BEGIN PAGE

Rhythm of the Soul is muscular keyboard-based funk (featuring the tickled plastics of Jay Oliver) that no doubt will inspire hordes of aspiring funksters to plug in and play along in the garage. Bob Malach is along on tenor sax, soloing gamely in a neo-Arnett Cobb mode and pitching in on the unison theme statements. This is drummer Weckl's chance to show off the chops he used to power Robert Plant into the stratosphere, and he takes full advantage of it.

The Wecklers kick things off here with the chunky "The Zone," where Oliver gurgles and keens, and Frank Gambale rebukes and exhorts on guitar. It's a booty-shaking opener, but the bluesy "101 Shuffle" takes us even higher. Kudos here to Buzz Feiten on guitar, who, well, has earned his nickname for playing guitar, not for a haircut or an artificially-induced sunny disposition.

On "Mud Sauce" Weckl lays down a serpentine line, tastily taken up by Steve Tavaglione on soprano sax and then Buzz and the gang: Oliver and Tom Kennedy on acoustic bass. (Kennedy also plays acoustic bass on "Song for Claire," a sweetly nasty number for Weckl's baby daughter.) The groove is inventive and a mile wide, and once again Buzz shines for artful deployment of his wah-wah.

END PAGE

■ WRITTEN TASKS
1. In the Rhythm of the Soul review, who plays soprano sax on "Mud Sauce"?
2. Go on with the Rhythm of the Soul review, picking up after its last sentence.
The entries after the Rhythm of the Soul review aren't needed for anything here.

BEGIN PROVIDED MATERIAL

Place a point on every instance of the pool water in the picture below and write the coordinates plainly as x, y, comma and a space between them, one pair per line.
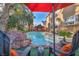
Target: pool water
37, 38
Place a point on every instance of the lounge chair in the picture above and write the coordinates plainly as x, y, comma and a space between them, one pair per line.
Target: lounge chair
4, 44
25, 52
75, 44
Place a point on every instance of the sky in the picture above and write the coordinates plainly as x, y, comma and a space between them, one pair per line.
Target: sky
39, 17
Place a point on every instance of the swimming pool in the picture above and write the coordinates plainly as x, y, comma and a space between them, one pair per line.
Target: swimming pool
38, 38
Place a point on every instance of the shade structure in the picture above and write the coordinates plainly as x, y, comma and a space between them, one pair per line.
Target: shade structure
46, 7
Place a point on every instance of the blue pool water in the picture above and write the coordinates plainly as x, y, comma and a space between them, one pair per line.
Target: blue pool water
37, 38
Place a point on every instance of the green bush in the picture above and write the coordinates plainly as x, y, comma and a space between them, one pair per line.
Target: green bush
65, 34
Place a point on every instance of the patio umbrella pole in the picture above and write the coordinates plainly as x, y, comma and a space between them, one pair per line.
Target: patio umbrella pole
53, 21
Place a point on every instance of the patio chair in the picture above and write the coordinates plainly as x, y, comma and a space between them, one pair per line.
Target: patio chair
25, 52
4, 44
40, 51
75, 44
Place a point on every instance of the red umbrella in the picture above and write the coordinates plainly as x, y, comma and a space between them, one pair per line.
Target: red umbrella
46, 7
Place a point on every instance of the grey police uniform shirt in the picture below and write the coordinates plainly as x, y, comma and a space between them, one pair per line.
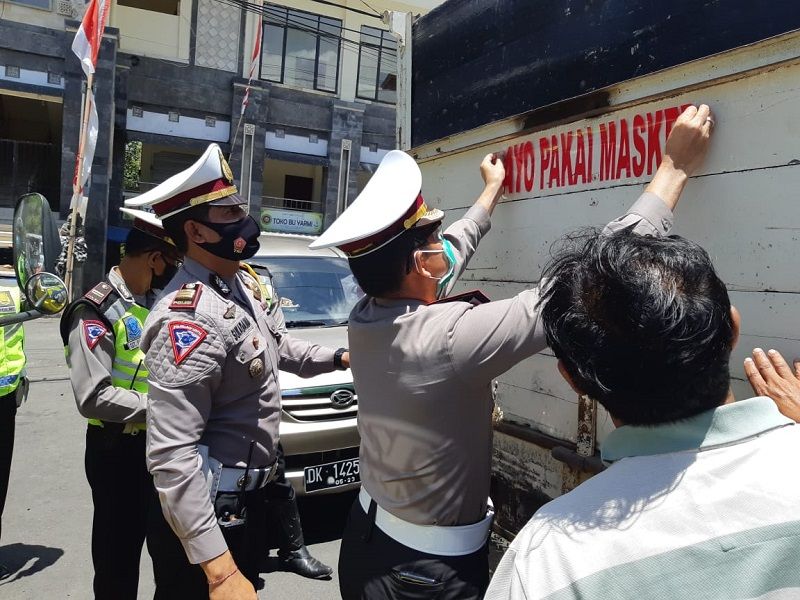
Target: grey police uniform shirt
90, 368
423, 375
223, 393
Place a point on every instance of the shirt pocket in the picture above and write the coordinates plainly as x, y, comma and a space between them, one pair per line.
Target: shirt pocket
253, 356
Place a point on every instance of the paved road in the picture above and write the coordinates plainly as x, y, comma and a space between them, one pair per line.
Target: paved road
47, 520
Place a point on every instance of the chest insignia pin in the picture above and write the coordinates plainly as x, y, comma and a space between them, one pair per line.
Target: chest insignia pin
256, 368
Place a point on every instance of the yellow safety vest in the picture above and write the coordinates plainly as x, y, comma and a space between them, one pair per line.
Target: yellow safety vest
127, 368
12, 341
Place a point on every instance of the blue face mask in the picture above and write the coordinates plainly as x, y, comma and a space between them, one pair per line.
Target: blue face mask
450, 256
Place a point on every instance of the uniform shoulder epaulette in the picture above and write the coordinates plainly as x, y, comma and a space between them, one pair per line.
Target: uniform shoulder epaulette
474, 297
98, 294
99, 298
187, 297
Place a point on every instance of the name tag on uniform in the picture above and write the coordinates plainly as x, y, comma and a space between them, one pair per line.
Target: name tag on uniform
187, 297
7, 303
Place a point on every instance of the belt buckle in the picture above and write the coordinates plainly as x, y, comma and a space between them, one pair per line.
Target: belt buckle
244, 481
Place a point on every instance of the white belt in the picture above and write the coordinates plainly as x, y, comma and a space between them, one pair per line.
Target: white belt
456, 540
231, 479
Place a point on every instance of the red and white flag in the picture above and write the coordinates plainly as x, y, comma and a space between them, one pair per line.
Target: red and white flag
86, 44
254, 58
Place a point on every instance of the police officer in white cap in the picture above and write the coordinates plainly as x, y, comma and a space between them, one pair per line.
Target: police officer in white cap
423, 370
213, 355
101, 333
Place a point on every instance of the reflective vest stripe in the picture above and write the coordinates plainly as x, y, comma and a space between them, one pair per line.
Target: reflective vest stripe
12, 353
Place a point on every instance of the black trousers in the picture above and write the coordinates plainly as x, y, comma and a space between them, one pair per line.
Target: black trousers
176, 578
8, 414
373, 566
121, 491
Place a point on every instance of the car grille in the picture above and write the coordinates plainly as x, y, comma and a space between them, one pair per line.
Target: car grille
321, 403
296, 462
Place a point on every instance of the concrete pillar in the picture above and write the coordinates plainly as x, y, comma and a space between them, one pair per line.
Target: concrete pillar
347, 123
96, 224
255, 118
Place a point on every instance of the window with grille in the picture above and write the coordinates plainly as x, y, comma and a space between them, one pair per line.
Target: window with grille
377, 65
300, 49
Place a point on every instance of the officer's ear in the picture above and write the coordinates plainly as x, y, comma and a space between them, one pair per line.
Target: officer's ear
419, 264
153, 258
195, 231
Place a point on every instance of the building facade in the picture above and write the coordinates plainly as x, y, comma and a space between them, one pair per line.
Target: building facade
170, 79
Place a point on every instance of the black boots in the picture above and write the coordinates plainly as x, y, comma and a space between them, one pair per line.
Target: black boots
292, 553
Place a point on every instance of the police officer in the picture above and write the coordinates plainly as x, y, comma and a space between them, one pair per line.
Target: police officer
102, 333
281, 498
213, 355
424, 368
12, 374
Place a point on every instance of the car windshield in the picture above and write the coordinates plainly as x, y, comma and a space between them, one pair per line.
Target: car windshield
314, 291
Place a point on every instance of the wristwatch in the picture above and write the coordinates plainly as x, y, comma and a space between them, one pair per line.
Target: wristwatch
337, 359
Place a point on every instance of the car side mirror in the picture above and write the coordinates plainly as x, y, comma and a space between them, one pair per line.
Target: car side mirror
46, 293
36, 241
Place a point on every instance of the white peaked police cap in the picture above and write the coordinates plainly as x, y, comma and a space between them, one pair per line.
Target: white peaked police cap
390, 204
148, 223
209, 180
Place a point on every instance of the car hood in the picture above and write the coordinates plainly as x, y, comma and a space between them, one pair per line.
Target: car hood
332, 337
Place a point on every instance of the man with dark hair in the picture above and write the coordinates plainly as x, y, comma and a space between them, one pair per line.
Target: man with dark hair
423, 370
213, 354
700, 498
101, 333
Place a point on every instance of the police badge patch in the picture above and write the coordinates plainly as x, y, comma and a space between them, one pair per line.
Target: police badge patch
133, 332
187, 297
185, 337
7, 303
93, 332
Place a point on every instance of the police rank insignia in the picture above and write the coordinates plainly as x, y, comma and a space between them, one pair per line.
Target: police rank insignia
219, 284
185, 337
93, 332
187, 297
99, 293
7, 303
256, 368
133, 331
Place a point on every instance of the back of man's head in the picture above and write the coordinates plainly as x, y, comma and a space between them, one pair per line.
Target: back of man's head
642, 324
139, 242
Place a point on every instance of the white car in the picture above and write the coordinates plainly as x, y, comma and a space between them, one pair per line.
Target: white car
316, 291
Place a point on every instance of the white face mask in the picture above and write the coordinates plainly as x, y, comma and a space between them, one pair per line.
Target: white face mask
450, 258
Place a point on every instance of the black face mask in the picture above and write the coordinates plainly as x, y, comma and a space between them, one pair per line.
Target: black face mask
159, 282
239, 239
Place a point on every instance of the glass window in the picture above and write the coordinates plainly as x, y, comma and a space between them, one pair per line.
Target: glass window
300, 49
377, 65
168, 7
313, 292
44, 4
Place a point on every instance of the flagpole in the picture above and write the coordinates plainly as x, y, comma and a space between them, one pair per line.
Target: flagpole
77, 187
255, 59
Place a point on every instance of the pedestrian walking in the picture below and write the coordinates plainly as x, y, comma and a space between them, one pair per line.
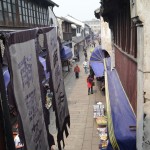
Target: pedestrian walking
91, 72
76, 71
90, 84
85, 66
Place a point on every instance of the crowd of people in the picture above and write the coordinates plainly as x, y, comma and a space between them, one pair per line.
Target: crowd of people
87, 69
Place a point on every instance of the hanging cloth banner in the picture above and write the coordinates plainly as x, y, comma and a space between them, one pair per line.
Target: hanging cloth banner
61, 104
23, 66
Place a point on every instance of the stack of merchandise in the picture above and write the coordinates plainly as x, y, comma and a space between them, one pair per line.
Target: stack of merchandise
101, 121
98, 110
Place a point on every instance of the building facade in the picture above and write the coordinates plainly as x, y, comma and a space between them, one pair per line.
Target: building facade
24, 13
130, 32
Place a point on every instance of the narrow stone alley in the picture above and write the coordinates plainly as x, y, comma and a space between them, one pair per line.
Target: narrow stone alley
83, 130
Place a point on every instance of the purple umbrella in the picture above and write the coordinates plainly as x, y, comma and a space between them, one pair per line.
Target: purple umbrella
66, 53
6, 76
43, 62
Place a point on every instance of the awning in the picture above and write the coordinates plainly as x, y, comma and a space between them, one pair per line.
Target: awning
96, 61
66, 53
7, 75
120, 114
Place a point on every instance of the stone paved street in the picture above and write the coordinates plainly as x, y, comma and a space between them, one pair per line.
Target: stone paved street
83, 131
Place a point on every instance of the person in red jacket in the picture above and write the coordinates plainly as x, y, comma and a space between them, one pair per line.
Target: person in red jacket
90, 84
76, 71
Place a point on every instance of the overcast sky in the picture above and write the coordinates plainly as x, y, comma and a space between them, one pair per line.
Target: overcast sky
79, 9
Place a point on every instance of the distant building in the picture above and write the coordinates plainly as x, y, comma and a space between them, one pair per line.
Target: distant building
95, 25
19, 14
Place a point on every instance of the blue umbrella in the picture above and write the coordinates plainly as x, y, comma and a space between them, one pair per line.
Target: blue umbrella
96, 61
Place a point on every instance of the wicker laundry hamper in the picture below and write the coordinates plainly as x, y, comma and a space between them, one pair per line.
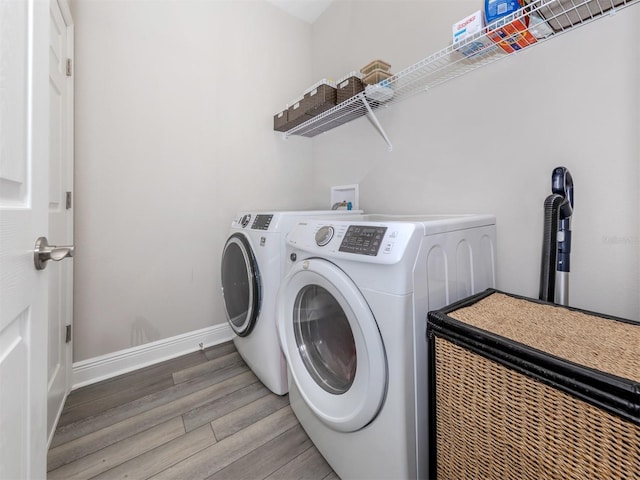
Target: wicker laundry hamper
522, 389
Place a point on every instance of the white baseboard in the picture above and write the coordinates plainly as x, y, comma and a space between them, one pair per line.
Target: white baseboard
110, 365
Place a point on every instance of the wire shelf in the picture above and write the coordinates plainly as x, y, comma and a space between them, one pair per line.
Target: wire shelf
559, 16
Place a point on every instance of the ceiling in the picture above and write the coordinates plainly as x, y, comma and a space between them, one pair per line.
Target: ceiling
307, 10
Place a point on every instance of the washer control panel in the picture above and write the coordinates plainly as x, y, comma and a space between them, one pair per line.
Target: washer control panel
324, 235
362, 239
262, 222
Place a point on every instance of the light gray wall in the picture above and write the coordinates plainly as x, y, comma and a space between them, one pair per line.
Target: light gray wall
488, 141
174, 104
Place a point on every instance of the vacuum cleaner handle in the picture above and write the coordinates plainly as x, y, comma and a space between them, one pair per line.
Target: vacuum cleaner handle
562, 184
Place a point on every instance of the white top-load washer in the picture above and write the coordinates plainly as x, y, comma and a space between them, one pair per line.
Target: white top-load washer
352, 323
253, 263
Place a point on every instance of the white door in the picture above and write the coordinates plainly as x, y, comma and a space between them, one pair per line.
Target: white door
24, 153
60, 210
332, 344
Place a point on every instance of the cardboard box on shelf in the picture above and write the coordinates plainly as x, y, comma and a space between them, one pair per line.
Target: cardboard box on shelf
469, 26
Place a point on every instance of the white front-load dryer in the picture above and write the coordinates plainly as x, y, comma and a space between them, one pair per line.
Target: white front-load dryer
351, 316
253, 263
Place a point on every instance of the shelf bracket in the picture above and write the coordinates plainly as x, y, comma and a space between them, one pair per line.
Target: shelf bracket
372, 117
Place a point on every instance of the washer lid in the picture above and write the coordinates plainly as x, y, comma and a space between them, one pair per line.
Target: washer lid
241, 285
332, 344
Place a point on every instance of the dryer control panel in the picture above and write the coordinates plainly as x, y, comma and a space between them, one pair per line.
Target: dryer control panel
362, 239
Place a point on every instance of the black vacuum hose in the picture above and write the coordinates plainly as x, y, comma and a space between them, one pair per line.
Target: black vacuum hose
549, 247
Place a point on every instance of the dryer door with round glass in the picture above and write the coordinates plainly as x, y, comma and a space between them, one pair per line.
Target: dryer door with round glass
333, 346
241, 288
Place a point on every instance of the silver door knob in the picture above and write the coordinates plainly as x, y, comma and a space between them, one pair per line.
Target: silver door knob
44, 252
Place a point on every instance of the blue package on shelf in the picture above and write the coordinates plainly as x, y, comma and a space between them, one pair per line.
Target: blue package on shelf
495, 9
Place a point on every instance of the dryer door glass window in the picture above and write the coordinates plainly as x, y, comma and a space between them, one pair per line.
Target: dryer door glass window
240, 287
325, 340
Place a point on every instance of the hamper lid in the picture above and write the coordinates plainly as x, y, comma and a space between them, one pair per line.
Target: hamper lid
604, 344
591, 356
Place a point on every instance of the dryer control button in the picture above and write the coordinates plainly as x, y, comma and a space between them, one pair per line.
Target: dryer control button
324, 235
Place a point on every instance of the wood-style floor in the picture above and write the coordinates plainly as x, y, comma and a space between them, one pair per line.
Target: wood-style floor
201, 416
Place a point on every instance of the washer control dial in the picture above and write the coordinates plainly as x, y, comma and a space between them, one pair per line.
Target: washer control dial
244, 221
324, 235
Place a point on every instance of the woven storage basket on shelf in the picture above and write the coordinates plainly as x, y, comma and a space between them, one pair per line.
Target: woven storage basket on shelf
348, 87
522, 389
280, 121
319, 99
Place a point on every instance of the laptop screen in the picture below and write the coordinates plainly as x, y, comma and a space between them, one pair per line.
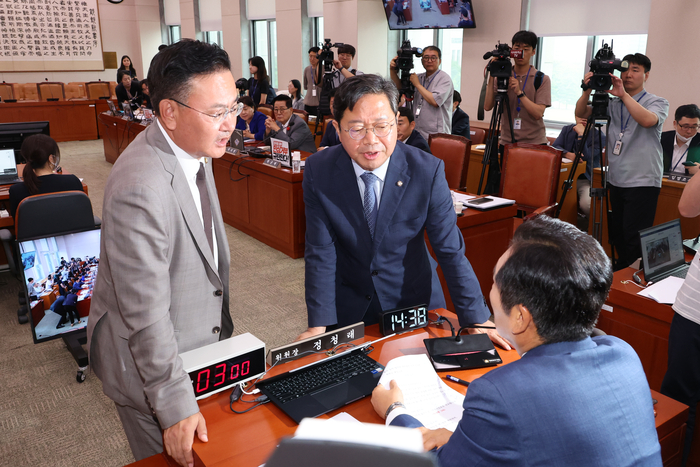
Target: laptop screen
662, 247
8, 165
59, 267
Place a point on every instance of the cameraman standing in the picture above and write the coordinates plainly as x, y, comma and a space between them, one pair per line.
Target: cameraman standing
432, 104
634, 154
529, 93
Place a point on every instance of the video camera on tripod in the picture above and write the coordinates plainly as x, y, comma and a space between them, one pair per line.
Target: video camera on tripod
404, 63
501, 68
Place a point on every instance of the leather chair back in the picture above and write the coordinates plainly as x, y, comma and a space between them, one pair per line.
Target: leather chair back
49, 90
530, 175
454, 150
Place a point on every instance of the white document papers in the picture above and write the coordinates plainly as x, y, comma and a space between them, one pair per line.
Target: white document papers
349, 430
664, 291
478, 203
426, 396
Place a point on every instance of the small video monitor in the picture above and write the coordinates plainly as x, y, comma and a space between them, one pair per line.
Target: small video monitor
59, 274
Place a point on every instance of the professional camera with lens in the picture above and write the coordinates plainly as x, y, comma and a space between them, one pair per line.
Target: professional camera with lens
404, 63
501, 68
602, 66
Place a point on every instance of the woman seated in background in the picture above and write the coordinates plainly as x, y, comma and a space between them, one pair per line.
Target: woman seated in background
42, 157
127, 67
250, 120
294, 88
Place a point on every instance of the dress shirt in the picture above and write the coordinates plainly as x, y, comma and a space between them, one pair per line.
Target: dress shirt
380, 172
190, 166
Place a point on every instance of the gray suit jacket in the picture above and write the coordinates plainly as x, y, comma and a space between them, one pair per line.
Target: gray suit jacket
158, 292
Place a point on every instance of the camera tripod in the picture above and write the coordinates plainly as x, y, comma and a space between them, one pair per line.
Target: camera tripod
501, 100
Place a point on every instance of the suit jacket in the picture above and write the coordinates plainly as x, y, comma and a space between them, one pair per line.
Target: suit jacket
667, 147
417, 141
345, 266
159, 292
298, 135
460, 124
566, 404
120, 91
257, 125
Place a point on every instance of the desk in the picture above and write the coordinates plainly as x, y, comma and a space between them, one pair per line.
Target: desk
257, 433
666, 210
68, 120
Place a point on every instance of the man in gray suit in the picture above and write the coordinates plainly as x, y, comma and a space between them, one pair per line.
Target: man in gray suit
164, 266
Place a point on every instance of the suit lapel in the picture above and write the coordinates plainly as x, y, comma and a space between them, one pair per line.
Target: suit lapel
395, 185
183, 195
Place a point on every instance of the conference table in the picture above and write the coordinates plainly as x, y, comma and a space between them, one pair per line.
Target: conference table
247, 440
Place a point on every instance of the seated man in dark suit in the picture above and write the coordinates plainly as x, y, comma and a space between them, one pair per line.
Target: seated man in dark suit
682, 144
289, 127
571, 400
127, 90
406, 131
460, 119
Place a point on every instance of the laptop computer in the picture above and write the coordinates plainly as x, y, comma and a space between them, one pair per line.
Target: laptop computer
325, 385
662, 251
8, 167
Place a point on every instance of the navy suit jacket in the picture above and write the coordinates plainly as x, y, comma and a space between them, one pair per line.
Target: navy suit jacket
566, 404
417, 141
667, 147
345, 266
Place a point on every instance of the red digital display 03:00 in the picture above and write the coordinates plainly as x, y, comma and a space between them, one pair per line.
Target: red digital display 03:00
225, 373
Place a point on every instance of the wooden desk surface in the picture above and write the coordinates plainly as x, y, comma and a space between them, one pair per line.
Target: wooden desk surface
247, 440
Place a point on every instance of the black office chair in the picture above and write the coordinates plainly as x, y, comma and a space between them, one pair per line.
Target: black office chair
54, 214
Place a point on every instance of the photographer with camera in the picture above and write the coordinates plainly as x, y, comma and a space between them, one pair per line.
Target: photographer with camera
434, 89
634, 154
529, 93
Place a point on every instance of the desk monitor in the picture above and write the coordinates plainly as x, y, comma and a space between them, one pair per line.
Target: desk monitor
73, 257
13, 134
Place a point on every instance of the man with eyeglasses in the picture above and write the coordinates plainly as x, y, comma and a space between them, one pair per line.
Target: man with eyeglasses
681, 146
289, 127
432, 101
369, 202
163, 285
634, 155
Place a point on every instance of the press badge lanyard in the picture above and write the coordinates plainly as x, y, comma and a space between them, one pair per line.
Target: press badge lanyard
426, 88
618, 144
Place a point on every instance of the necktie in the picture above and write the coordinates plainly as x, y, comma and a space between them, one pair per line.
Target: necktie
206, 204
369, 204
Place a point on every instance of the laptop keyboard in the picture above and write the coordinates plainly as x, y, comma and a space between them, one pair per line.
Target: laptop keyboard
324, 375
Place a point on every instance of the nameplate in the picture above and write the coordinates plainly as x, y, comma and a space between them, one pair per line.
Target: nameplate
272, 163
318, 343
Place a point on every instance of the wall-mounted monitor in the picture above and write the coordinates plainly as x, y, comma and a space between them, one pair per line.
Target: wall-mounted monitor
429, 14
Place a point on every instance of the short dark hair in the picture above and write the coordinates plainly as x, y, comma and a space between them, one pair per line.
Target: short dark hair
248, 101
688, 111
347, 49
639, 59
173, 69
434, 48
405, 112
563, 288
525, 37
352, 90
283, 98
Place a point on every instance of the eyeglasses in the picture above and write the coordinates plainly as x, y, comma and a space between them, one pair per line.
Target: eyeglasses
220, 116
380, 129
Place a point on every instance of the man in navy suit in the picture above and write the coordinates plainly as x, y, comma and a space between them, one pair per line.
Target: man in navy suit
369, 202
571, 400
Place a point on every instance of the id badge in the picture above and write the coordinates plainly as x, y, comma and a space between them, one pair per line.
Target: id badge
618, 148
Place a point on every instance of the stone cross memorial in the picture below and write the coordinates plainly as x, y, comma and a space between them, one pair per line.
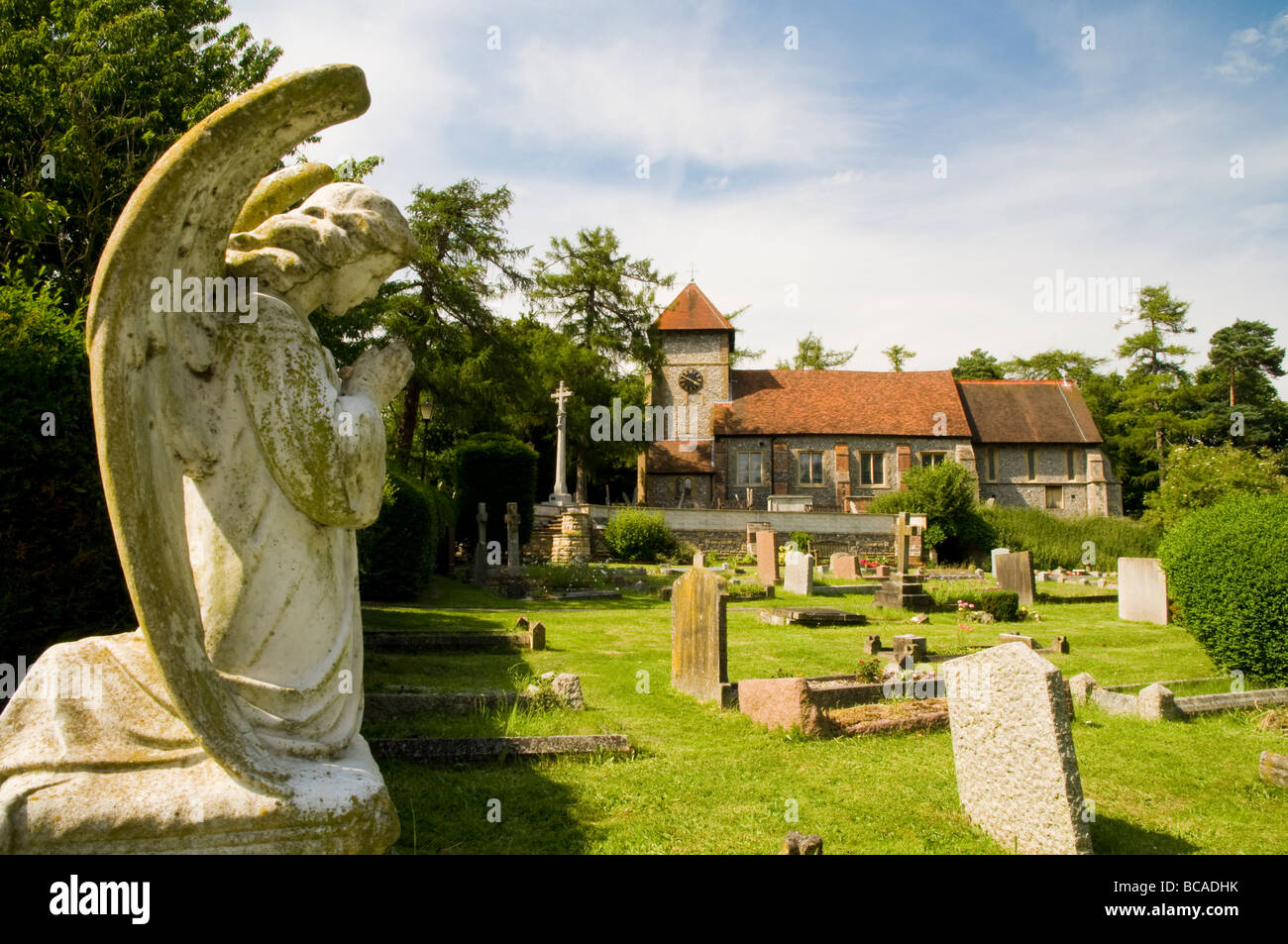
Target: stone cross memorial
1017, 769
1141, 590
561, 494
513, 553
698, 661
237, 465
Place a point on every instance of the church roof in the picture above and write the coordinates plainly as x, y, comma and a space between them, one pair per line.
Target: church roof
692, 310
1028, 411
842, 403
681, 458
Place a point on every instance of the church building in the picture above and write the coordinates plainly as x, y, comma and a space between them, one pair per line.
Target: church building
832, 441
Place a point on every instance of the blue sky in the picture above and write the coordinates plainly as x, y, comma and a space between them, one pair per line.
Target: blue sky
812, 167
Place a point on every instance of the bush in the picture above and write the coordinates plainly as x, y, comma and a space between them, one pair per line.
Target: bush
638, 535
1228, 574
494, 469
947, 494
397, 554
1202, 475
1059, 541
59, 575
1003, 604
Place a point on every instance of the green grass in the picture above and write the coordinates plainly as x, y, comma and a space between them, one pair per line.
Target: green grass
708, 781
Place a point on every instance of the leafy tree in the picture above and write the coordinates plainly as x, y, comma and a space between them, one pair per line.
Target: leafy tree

END PROVIDED MATERIAL

■ RESPONSE LIST
1. Steve Tavaglione.

2.
"Designer Stubble" sounds something like "Rock and Roll Hootchie-Coo," or another one of those thick Seventies rock grooves. Buzz, Buzz, we hardly know ye. Our favorite guitar savage leaves the scene for "Someone's Watching," a cloudy synthesizer thing (thanks to Oliver on keyboard) where Tavaglione chips in with some Kenny G-laden but effective soprano. "Transition Jam" is a vehicle for Kennedy: fluent funky electric bass lines at 60 mph. On "Rhythm Dance" Mr. Kennedy lays down a nice ostinato in a Stevie Wonder mode. He's earned his stripes. To round things out, "Big B Little B" is a playful, calm feature for Oliver. Then comes "Good Night," which takes the Band out the funky way it came in.

These guys must have been listening to AM radio at the same time I was – but they were listening harder. Weckl and Co. are good at what they do.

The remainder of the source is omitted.